- [ARTICLE]:
It looks like mean compensation drops after 15-17 years of working. This can be due to the technical expertise since there weren't many technologies if you are working for about 50 years. Also our data has more input points from 5-10 years of experienced people. This can be interpreted as older people dont like to participate or hang around on Stackoverflow.

### Question 3: How "Salary" is related to coding starting?

During the lesson, the instructor tried to use Machine Learning to predict salary. For the last question of this project, I decided to find something similar to that, but instead of considering ALL categorical and ALL quantitative parameters that he considered in his analysis, I am going to focus on the following variables:
- Race
- Gender
- Currency
- HoursPerWeek
- YearsProgram
- YearsCodedJob

My justification for doing that is to just get rid of *OverFitting* issue in comparison to the case of considering ALL data for my prediction.

P.S: Initially I had plan to consider **Expected Salary** instead of Salary as dependent variable, but after initial investigations I found there are only few data in this data set which has Expected Salary value. So I switch my gear again and focus on Salary but with different variables.

- [STORED DATA]:
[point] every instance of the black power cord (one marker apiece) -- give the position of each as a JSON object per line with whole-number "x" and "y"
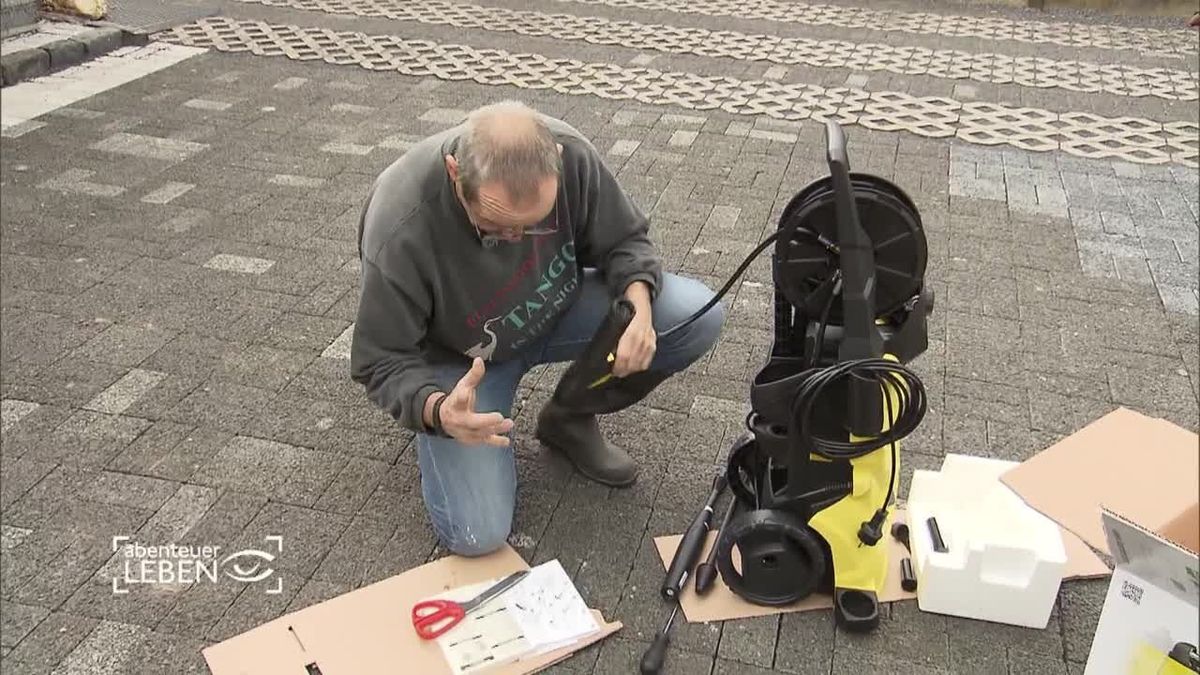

- [PROBLEMS AND TASKS]:
[1] List the variables that the salary analysis says it will focus on for its prediction.
[2] Pick up the salary analysis after its final sentence and continue writing it.

- [ANSWERS GIVEN]:
[1] Race, Gender, Currency, HoursPerWeek, YearsProgram, YearsCodedJob

[2]
In [None]:
# Let's initialize the survey results againg and see what is the percentage of null values
df=pd.read_csv('survey_results_public.csv')

In [None]:
#drop null values in interested columns for this question
df.dropna(subset=["CompTotal", "Age1stCode"],inplace=True)

In [None]:
df_compare = df[["CompTotal","Age1stCode"]]

In [None]:
df_compare = df_compare[df_compare["CompTotal"] < 10000000]

In [None]:
df_compare.groupby("Age1stCode").mean()

It can be seen that 18-24 years group makes the most. Second group is older than 64 years. This may be due to the fact that they can be executives grown interest to coding.

In [None]:
#bar chart of mean

chart=sns.catplot(x="Age1stCode", y="CompTotal", kind="bar", palette="ch:.30", data=df_compare.groupby("Age1stCode", as_index=False).mean())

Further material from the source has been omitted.